(Stored entries)
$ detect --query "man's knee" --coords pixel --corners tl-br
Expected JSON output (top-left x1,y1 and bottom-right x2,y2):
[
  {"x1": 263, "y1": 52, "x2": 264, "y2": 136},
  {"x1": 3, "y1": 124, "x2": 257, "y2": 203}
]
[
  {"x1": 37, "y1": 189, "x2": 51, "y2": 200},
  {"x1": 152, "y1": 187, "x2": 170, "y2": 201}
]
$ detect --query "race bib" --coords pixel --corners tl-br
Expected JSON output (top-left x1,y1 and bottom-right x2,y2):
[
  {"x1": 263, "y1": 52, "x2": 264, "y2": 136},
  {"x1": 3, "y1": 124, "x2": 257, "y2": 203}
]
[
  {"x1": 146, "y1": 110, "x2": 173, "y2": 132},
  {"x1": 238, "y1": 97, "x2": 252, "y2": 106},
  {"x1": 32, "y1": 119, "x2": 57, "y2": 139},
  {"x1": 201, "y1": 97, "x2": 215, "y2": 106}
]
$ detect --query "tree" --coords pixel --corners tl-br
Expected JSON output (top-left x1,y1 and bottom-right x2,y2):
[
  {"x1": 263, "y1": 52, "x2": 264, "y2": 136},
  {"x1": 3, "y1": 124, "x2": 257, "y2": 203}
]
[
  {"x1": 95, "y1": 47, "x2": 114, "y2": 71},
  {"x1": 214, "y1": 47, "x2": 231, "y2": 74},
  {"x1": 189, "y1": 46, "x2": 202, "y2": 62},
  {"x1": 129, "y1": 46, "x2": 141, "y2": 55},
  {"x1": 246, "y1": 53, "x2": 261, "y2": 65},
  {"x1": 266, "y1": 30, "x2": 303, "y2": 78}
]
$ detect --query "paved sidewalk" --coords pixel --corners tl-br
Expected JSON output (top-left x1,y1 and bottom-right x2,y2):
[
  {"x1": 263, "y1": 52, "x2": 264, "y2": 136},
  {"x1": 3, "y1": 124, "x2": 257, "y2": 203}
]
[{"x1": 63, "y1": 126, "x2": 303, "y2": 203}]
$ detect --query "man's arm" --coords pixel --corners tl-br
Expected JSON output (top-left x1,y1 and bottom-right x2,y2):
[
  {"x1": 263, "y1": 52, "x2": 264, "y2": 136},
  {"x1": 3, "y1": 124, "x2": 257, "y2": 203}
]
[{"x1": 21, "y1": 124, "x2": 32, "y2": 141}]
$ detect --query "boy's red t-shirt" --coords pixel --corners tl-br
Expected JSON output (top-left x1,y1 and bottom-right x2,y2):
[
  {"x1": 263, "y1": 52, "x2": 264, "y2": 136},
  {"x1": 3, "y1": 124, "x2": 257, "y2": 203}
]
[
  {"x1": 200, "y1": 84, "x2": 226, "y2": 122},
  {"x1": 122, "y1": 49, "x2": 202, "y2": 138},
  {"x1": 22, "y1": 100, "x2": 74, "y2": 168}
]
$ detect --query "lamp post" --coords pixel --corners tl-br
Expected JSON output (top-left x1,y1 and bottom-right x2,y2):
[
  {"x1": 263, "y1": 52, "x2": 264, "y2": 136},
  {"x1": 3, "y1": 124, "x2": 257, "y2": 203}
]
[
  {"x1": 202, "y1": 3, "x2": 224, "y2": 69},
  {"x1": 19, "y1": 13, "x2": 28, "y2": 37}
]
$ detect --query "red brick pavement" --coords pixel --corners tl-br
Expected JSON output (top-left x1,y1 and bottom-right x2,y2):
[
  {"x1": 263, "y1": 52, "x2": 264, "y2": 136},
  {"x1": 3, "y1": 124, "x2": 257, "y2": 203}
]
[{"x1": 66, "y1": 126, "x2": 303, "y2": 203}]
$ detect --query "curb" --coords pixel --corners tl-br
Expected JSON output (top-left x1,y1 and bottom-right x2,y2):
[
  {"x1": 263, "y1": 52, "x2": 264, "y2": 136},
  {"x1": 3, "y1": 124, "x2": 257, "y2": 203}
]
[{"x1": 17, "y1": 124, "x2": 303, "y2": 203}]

*DIRECTIONS FOR THIS TASK*:
Pull out each line of the material above that contains the string "detect". Treat case as significant.

*ANSWER BELOW*:
$ detect --query "man's knee" --coords pixel --corners tl-br
$ detect --query "race bib" --coords pixel --corners tl-br
$ detect --query "tree" --coords pixel --corners tl-br
$ detect --query "paved sidewalk" --coords pixel --corners tl-br
$ detect --query "man's arm" --coords pixel --corners tl-br
$ detect --query "boy's red t-shirt" --coords pixel --corners tl-br
$ detect --query "lamp post" --coords pixel --corners tl-br
$ detect --query "red brick pavement" --coords pixel --corners tl-br
$ detect --query "curb" --coords pixel --corners tl-br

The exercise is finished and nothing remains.